» **Records provided**:
════════════════

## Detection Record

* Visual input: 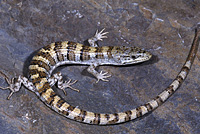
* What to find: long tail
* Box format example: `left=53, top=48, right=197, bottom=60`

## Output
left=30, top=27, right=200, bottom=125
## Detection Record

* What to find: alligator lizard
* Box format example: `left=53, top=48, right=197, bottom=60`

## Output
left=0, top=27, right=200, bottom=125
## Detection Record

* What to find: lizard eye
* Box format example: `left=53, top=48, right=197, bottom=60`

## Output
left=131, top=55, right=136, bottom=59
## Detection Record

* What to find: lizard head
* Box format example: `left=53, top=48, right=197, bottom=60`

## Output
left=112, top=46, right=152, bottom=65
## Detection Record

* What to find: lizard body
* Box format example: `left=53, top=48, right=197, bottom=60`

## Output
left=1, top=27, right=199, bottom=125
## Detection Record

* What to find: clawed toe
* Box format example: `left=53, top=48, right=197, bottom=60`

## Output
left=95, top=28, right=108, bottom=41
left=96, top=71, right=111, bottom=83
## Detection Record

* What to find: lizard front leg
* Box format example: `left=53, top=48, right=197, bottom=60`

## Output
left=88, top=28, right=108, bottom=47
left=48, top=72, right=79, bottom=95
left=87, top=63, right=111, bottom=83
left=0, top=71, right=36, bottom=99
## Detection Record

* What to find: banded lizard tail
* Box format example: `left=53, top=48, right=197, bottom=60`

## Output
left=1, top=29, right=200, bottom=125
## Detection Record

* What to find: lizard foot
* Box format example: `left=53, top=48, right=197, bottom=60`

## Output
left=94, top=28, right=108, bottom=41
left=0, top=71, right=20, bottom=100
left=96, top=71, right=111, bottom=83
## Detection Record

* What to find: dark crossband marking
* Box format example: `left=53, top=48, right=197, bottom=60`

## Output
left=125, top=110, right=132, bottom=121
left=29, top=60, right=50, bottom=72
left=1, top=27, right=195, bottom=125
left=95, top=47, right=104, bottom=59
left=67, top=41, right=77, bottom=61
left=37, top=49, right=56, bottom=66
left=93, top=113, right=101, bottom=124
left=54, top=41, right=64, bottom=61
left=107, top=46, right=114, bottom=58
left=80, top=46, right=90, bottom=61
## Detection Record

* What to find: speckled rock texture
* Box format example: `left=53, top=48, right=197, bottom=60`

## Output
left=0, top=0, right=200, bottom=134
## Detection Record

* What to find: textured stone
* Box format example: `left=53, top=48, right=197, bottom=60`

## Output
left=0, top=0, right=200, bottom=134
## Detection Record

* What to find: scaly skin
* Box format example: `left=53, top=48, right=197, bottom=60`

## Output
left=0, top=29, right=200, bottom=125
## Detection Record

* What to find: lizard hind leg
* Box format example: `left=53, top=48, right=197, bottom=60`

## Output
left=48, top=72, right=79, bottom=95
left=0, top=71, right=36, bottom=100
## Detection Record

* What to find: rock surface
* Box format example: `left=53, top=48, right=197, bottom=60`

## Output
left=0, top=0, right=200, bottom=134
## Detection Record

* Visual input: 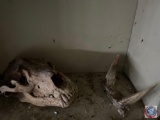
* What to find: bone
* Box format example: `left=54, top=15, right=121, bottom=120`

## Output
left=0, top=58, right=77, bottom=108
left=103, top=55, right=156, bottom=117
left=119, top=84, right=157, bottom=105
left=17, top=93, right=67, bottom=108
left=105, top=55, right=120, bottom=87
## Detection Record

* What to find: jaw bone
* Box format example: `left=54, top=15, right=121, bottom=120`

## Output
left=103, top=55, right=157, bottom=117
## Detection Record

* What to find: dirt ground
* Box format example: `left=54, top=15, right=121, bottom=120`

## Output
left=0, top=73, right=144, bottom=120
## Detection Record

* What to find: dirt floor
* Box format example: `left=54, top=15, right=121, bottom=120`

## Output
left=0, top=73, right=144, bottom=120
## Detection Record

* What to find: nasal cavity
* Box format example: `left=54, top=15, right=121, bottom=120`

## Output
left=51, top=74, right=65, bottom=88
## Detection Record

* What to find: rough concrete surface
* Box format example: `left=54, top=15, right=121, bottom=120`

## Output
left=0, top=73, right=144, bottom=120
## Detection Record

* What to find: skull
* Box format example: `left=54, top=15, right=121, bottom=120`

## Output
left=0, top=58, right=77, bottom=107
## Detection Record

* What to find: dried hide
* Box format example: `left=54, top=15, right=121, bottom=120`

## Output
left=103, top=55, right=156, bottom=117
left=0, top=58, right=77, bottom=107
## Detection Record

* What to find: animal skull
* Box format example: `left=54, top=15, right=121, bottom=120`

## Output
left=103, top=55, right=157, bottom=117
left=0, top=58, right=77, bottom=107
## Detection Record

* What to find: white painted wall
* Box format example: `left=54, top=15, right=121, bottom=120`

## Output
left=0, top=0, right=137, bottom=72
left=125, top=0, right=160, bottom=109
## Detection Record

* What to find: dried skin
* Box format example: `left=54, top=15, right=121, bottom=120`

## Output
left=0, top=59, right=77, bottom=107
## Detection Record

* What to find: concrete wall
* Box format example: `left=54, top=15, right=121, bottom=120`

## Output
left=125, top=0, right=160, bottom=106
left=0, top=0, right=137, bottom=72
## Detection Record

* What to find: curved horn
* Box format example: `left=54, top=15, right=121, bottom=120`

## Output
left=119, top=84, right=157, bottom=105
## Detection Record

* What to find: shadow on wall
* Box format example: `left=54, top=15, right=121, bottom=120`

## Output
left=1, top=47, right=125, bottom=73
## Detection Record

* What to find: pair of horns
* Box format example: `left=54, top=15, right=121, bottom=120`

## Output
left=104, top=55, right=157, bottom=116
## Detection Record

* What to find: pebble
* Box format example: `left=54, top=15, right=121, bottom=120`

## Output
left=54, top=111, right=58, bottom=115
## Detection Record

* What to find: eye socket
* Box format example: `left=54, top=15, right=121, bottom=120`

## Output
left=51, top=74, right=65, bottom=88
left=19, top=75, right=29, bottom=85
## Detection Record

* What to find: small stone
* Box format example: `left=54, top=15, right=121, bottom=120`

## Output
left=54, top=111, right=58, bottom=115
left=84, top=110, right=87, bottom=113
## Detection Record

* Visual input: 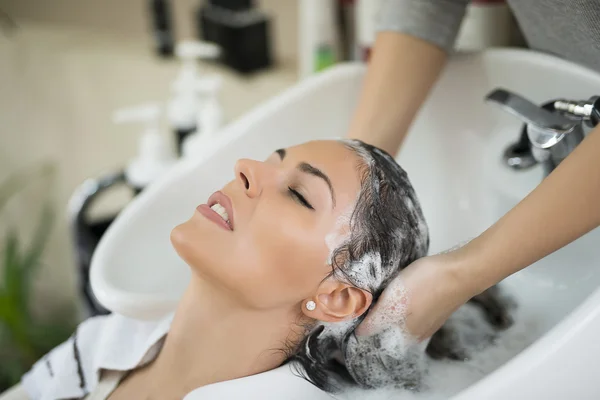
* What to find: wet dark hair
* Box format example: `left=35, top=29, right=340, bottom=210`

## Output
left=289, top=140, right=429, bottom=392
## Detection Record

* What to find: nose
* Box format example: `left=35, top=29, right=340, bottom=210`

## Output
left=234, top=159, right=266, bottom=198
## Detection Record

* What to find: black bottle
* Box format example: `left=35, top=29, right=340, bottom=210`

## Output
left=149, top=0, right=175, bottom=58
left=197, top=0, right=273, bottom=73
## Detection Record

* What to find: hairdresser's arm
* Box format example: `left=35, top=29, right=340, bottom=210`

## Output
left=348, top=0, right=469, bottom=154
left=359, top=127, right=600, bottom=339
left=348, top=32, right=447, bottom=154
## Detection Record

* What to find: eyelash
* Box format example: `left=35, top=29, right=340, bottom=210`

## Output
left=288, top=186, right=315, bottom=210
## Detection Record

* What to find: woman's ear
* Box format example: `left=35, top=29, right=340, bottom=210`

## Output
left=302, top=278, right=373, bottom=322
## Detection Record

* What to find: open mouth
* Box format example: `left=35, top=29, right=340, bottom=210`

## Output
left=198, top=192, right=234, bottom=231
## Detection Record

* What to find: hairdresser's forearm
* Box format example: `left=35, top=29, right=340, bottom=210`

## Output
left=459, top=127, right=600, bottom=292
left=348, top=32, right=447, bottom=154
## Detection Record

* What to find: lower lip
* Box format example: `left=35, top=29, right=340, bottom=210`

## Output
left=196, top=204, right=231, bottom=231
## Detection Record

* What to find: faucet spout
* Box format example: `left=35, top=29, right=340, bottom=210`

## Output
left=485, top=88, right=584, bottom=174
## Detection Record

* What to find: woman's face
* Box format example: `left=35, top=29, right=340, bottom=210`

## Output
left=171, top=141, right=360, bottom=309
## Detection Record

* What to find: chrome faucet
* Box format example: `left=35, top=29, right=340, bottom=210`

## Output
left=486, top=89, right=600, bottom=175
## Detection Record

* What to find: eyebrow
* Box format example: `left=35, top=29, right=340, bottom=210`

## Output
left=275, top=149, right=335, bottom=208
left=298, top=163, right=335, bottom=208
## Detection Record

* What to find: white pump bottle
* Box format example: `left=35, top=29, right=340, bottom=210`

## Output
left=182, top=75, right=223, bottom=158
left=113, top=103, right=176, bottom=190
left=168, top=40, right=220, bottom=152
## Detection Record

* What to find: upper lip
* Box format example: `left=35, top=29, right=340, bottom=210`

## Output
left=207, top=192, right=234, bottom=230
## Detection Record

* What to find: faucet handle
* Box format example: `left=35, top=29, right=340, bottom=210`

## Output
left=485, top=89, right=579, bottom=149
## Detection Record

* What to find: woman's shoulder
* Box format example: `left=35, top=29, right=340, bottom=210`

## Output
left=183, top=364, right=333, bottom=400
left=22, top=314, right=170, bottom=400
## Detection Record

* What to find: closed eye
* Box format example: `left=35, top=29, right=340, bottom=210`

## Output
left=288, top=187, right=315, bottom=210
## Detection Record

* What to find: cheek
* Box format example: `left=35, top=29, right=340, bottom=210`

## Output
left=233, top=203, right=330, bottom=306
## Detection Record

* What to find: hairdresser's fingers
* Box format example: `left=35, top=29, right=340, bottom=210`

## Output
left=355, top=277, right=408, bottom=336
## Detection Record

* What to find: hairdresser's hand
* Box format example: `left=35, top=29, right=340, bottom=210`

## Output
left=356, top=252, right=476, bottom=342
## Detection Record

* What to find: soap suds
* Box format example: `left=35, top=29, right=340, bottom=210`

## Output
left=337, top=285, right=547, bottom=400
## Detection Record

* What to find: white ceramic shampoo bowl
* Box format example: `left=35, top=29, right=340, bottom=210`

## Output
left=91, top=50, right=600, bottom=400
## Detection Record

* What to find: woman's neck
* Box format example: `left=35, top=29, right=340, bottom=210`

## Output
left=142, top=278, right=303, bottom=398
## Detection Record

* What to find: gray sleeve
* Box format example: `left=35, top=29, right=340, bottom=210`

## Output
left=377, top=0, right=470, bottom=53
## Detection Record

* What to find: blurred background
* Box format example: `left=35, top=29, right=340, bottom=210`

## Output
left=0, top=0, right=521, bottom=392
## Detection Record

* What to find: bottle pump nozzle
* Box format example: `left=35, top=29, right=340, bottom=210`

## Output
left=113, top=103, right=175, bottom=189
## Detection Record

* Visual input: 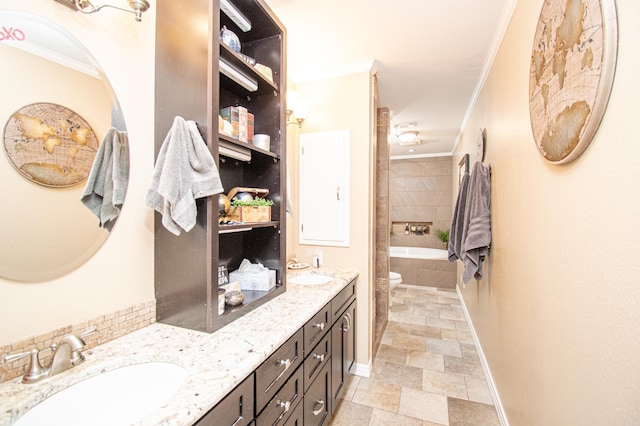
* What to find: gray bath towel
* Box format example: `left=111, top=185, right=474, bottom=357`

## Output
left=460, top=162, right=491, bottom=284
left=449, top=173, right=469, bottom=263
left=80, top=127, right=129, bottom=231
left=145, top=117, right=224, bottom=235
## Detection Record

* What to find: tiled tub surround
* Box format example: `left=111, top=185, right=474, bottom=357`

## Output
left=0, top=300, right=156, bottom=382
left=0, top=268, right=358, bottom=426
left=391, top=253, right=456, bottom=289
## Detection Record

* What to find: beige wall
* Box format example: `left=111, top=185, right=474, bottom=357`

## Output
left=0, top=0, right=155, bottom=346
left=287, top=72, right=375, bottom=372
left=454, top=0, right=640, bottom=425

════════════════

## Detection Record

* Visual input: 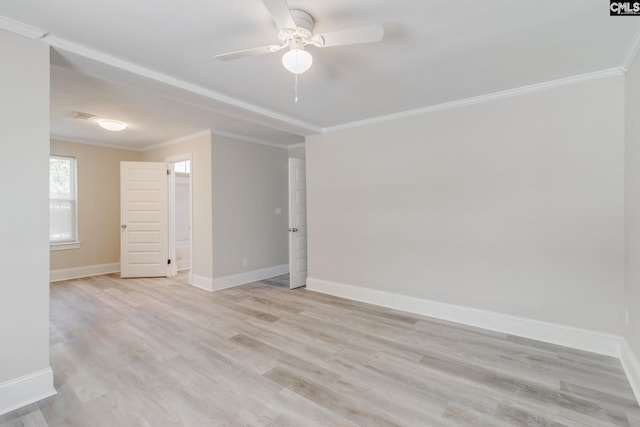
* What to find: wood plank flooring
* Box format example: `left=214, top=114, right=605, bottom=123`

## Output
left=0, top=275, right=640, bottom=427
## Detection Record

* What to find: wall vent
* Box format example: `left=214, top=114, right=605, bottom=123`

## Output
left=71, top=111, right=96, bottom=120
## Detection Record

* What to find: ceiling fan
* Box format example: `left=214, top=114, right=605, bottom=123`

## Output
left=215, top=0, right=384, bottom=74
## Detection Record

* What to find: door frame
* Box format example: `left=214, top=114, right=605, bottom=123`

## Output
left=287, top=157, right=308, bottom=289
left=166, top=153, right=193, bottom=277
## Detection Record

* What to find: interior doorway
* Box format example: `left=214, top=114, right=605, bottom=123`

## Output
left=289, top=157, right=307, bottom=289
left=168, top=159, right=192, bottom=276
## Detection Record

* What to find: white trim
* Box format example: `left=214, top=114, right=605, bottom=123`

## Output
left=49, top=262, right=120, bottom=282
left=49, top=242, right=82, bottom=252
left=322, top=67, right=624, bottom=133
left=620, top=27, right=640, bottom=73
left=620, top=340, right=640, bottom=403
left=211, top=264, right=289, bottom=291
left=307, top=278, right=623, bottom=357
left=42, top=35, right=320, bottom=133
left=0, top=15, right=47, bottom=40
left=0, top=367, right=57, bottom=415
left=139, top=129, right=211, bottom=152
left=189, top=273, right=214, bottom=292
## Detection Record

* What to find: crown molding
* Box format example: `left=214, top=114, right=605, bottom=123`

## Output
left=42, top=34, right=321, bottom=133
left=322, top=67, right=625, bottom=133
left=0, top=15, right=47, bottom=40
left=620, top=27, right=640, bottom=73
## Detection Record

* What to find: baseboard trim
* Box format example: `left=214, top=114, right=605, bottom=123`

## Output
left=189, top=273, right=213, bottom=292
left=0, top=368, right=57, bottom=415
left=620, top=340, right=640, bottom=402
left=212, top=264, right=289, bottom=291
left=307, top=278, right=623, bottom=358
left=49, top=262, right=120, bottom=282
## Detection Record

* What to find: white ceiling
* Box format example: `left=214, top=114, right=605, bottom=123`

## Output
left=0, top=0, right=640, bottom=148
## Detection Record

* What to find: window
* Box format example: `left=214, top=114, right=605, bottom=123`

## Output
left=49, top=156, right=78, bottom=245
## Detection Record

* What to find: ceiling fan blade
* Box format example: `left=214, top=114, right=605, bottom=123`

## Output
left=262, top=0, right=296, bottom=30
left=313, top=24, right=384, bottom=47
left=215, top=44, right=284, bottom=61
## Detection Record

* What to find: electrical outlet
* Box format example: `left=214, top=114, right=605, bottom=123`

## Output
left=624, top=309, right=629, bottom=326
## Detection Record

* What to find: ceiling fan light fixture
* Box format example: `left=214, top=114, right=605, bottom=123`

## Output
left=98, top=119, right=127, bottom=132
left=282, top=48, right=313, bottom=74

════════════════

» **What you are asked to do**:
Please state how many lines in the records above contain the string "skin", and give only the number.

» **Response below**:
2